» Source data:
--- START ---
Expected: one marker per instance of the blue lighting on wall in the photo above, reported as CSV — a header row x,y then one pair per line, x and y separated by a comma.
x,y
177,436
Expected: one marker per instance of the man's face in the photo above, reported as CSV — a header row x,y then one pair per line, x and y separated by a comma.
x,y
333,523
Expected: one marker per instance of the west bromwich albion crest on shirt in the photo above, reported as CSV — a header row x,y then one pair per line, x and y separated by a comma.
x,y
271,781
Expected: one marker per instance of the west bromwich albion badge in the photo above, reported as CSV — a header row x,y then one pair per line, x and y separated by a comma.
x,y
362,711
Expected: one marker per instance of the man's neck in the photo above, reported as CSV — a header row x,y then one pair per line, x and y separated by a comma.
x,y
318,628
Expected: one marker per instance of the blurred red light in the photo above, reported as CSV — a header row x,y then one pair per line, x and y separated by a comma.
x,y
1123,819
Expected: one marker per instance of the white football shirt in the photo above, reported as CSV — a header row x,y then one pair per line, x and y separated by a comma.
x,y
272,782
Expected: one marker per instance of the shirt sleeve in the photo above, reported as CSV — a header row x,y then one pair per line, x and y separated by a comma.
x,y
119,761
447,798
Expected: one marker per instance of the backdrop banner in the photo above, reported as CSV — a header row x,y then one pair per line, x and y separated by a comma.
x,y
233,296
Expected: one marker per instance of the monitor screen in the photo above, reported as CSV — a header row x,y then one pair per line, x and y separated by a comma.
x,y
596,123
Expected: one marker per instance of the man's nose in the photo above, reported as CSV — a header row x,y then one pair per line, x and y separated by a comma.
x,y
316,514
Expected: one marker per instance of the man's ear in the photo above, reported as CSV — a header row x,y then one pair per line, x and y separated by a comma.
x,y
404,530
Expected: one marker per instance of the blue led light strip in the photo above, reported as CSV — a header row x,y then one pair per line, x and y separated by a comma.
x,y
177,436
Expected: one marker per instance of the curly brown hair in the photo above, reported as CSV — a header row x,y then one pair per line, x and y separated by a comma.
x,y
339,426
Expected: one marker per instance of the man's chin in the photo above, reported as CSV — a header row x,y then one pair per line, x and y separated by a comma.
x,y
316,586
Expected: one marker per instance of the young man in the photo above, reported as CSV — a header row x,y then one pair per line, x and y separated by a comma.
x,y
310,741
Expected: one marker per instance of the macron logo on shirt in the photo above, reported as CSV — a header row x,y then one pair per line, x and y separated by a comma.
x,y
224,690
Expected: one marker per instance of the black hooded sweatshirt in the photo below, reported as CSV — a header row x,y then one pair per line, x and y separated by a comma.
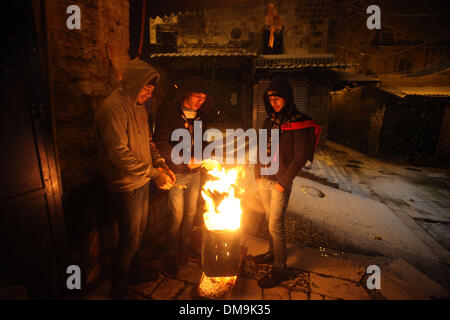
x,y
170,117
296,147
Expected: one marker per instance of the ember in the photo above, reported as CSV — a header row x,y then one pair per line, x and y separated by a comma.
x,y
221,242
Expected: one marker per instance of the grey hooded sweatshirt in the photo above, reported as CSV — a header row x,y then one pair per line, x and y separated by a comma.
x,y
127,156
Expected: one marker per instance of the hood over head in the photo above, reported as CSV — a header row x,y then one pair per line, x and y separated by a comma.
x,y
191,85
280,88
137,74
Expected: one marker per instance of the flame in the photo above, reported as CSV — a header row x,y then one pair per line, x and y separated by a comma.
x,y
223,208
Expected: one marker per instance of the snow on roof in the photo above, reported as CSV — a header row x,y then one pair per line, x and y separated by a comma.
x,y
420,91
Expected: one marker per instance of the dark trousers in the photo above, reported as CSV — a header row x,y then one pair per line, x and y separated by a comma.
x,y
182,209
131,211
275,204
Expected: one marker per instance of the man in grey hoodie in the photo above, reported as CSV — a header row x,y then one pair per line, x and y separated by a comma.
x,y
129,160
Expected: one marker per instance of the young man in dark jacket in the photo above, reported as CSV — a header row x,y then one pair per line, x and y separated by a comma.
x,y
128,162
192,104
298,135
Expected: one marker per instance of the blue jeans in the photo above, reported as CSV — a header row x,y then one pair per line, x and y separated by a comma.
x,y
182,209
131,212
275,204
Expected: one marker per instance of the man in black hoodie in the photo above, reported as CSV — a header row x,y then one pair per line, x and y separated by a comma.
x,y
298,136
192,104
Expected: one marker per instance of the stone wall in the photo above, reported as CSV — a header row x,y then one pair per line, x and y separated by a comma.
x,y
356,119
85,67
241,25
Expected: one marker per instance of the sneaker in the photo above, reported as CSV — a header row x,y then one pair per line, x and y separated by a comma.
x,y
140,276
171,266
272,279
264,258
118,292
192,252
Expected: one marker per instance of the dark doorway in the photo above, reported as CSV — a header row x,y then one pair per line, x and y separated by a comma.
x,y
32,232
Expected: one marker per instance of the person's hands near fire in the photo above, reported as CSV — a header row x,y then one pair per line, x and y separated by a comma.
x,y
277,186
192,165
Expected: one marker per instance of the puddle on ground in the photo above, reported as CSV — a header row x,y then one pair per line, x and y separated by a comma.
x,y
391,173
312,191
413,169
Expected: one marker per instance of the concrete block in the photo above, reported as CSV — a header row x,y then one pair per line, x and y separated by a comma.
x,y
333,287
168,289
277,293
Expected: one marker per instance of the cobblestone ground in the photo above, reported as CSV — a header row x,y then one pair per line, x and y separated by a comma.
x,y
312,275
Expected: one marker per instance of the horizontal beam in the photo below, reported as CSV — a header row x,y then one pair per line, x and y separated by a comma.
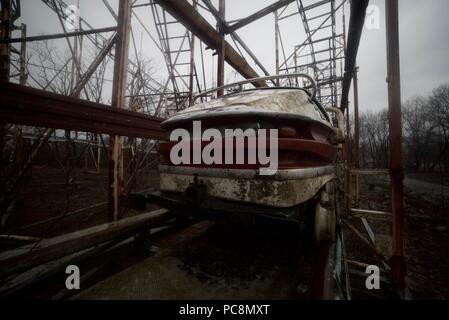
--- END ---
» Exercise directions: Leave the images aside and retype each line of the listing above exactly.

» Answer space:
Expected: one marker per instance of the blue lighting on wall in the photo above, reported as CSV — a header row x,y then one pair per line, x and y separated by a comma.
x,y
177,436
Expected: one marker per instance of the man's face in the photo above, reported as CSV — a header row x,y then one pair per line, x and y separated by a comma.
x,y
333,523
Expected: one marker per instance of the west bromwich albion crest on shirt in the photo above, reported as CSV — a header row x,y then one pair per line, x and y separated by a comma.
x,y
271,781
Expected: one marker per instance of the west bromwich albion badge in the photo above, reported as CSV — a header row x,y then one pair per line, x and y separated by a comma.
x,y
362,711
Expected: one marker per instance of the man's neck in the photo above, reported as CSV — a header row x,y then one pair per line, x and y separated by a comma.
x,y
318,628
Expected: one marker per instance of the blurred red light in the photo above, reported as CSV — a header row x,y then one pair per line, x and y separated by a comma.
x,y
1123,819
Expected: one marker per instance of the white football shirt in the photo above, reported as CSV — a header row x,y then one pair per line, x and y separated by a comma.
x,y
272,782
Expected: one marker per instance of the shirt sleeve in the photo above, reported as CSV — a header row x,y then one pair per line, x and y separated by a comma.
x,y
119,761
447,798
Expected: one marker per instance of the backdrop banner in the photo above, reported as CSV — a header row x,y then one pair per line, x and y separated by a comma.
x,y
233,296
Expected: one marker per instance of the monitor screen in the photo above, reported as CSV — a header row x,y then one pair per line, x and y separated by a comma.
x,y
596,123
Expected: one marker per instance of the man's nose in the photo above, reported as CSV — a header row x,y then one pair per line, x and y separated by a comma.
x,y
316,514
Expected: one marker per instance of the man's ear in the photo above, reported as CSV — a header row x,y then one pair per line, x and y separated by a comma.
x,y
404,530
Expected: one marker per instance of the blue led light strip in the photo above, reported as CSV — a header row x,y then one pair per line, x and y separated by a comma.
x,y
177,436
Expected: one marker per instance of the curly brown hair in the photo above, reported as CSV — a header row x,y then one pair per line, x and y separated by a comma.
x,y
339,426
Expected: one marker per instance of the man's chin in the photo above, reported as CSV — a header row x,y then one pair per line, x and y separated by a comma.
x,y
316,586
Expected: one marker per instance of the young man in the photo above, reported as CSV — a header row x,y then one pair per line, x and y separated by a comma.
x,y
310,741
Expected: one marker per instance of the macron logo on shirt in the photo above, reported as CSV — a header row x,y then one pair per line, x and y separated by a comma.
x,y
224,690
Expected: one marker per instance of the black hooded sweatshirt in the photo below, reported as CSV — a header row x,y then one pair per line, x and y separated by a comma.
x,y
170,117
296,147
Expected: one marker per instance of the ember in the photo above, reported as CSV — a header row x,y then one pair per line, x and y separated by a comma.
x,y
221,242
Expected: one marker per instance of the grey hooded sweatshirt in the photo above, reported as CSV — a header row x,y then one pair per line, x and y separated by a comma.
x,y
127,156
Expected: one marker per instance of the hood over head in the photo above, reported as CSV — a header row x,y then one pair per line, x and y separated by a comma.
x,y
191,85
280,88
137,74
Expected: one marker per instance of the flame in the photo above, reported as CSV — a header row x,y then one pair per line, x and y separated by a comma.
x,y
223,208
Expected: one marker per instance of the snow on roof in the photo above, reported as CSV — a header row x,y then one pair per line, x and y separated by a comma.
x,y
420,91
Expected: one marker per instance of the dark trousers in the photo above, reported as CSV — a header row x,y then one pair per line, x and y separated by a comma.
x,y
182,209
131,211
275,204
Expected: one marker per instance of the man in grey hoodie in the photo above, reported as CSV — a header row x,y then one pair per line, x and y separated by a comma.
x,y
129,160
Expected: one marker per instance of the young man in dark jacket in the photo above, reported as CSV — a header row x,y then one pair per line, x and y separated by a comma.
x,y
128,162
192,104
298,135
Expected: one marker per instance of the blue jeans in the photo above, reported as CSV — a header row x,y then one pair per line, x and y separated by a comma.
x,y
182,209
131,212
275,204
Expected: one marker per instance of the man in black hoodie in the photo above, reported as CSV — a header row x,y then one pair per line, x and y separated by a comma.
x,y
298,136
192,104
Expected: one marker per instance of the stone wall in the photo above, reported as CSV — a header row x,y then one pair per line, x and y separated by a comma.
x,y
356,119
85,67
241,25
Expected: one marker per instance of the sneaker in the photo above, reported as CSV — a header row x,y then one pair per line, x and y separated by a comma.
x,y
140,276
171,266
272,279
264,258
118,292
192,252
Expected: one marker per instance of the dark doorway in the photo above, reported as CSV — a header row x,y then one pair per line, x and y separated by a comma.
x,y
32,232
Expected: one marker per instance of the person's hands near fire in the photo above, reported as CSV — a header row x,y then one pair per line, x and y separated by a comma.
x,y
277,186
192,165
Expected: one marker per instance of the puddle on ground in the photo above, reported as CSV — a header row x,y then one pair per line, x and y separated by a comma.
x,y
391,173
312,191
413,169
Expected: one marker per instance of the concrete block in the photo above, reported as CSV — a header row x,y then one pair per line, x and y separated by a comma.
x,y
333,287
168,289
277,293
Expected: one marker per instance of the cobblestone ground in the photo above, reported as CSV — a header row x,y then one pair per line, x and y separated by a comma.
x,y
312,275
Expected: one marker per instance of the horizontal beam in the photo below, reported as CSV — a header row x,y then one pair per line, x and y separated by a comma.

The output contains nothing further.